• EXTRACT TO READ
Angkor Wat Sunrise: The Honest Guide to the Reflecting Pools, the Crowds, and What Actually Works

Updated June 2026 — James Hartley has been living in Phnom Penh for four years and has watched Angkor Wat sunrise more times than he can honestly justify. Including twice in one week when a mate from Manchester visited and then his sister visited three days later. Prices verified June 2026.

Introduction — Angkor Wat Sunrise
Introduction — Angkor Wat Sunrise

The Angkor Wat sunrise is real, it’s worth it, and you will be sharing it with several hundred other people. That doesn’t cancel the experience — it just means you need to arrive earlier than you think, stand in the right spot, and understand that the photograph you’re trying to take is one of the most attempted photographs in Southeast Asia. This guide tells you how to make it work.

Why the Sunrise Works the Way It Does

Angkor Wat faces west — unusual for a Hindu and later Buddhist temple, and something most visitors don’t clock until they’re standing at the reflecting pools and wondering why the sunrise is behind the main towers rather than in front of them.

That’s the whole point. The sun rises in the east, behind the temple. The towers are silhouetted against the brightening sky. If you’re standing at the western causeway — the main entrance — you’re looking east at the silhouettes with the reflecting pools in front of you. When the light turns orange and pink behind the towers, the pools catch the reflection perfectly, and you get the shot that’s on approximately 40% of Cambodia travel blogs.

The light is best for about 40 minutes, from roughly 15 minutes before the actual sunrise to 20 minutes after. The pool reflection is clearest when there’s no wind and no other people in the water. Both conditions hold until about 6am. After that: wind picks up, people wade in for photos, and the magic turns into logistics.

The Reflecting Pools: Where to Stand

There are two rectangular reflecting pools flanking the main causeway — one to the north of the path, one to the south. The south pool is marginally more popular because the angle to the main towers is slightly cleaner. Both work. Pick one and commit to it rather than walking between them when the light starts changing.

• GIVEN DATA
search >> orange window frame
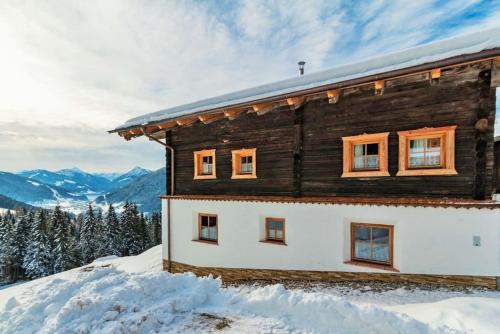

• INSTRUCTIONS
(1) Reproduce the passage of the Angkor Wat sunrise guide, everything from "That’s the whole" down to "Cambodia travel blogs.", substituting "gold and crimson" for "orange and pink".
(2) Proceed with the Angkor Wat sunrise guide, picking up after its final sentence.

• EXPECTED ANSWERS
(1)
That’s the whole point. The sun rises in the east, behind the temple. The towers are silhouetted against the brightening sky. If you’re standing at the western causeway — the main entrance — you’re looking east at the silhouettes with the reflecting pools in front of you. When the light turns gold and crimson behind the towers, the pools catch the reflection perfectly, and you get the shot that’s on approximately 40% of Cambodia travel blogs.

(2)
The best position is at the near edge of the pool (the end closest to the western entrance) rather than the far end. From the near edge, the towers fill more of the frame and the reflection is more complete. From the far end, you get more context but smaller towers.

To get a front-row position at the south pool, you need to be there by 5:00am. The park opens at 5:00am. People queue at the gate before that. In high season (November-February), people arrive at 4:30am and wait at the gate. This is not a drill — if you arrive at 5:30am expecting a clear spot at the pools, you’ll be standing three rows back taking photos of other people taking photos.

REAL TALK: The first time I went to the Angkor Wat sunrise, I arrived at 5:30am thinking that was early. There were already 200 people at the reflecting pools. I spent 45 minutes at the back, photographed the backs of heads, and came away with exactly zero usable shots. Second time: arrived at 4:55am, waited at the gate, walked straight to the south pool, got front position. Same sunrise. Completely different experience. Arrive before 5am. Non-negotiable.

Alternative Spots: When the Main Pools Are Too Crowded

If you’ve arrived and the reflecting pools are already five-deep with photographers, you have options.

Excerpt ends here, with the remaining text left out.